Dataset rows
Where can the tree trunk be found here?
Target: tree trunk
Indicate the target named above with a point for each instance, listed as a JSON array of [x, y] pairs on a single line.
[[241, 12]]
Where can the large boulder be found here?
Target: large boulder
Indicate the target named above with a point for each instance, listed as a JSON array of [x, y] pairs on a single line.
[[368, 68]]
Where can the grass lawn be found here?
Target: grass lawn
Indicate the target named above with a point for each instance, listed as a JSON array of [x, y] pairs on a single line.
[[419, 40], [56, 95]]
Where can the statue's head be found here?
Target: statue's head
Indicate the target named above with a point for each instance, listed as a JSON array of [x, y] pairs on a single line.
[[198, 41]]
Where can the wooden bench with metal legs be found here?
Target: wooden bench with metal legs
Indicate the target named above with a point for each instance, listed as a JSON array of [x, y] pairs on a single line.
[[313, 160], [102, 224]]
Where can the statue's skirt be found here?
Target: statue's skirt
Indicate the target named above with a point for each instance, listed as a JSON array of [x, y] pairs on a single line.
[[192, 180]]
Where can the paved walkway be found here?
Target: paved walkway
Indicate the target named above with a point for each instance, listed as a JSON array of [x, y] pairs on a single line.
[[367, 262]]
--
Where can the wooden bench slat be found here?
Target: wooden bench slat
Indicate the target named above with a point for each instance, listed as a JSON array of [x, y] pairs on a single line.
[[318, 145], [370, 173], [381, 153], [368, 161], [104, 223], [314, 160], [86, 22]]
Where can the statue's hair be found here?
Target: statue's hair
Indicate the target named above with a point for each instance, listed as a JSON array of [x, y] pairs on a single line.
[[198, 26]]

● **What needs to be done**
Please write out the records above, starting with the line that contains "Where can the tree trunk be found here?" and going on through the line that contains "[[241, 12]]". Copy them exactly, both end lines included, and write out nothing else.

● **The completed task**
Where can the tree trunk be found here?
Target: tree trunk
Indicate the target named above with a point for each instance, listed as a JSON array of [x, y] pairs on a single line.
[[241, 12]]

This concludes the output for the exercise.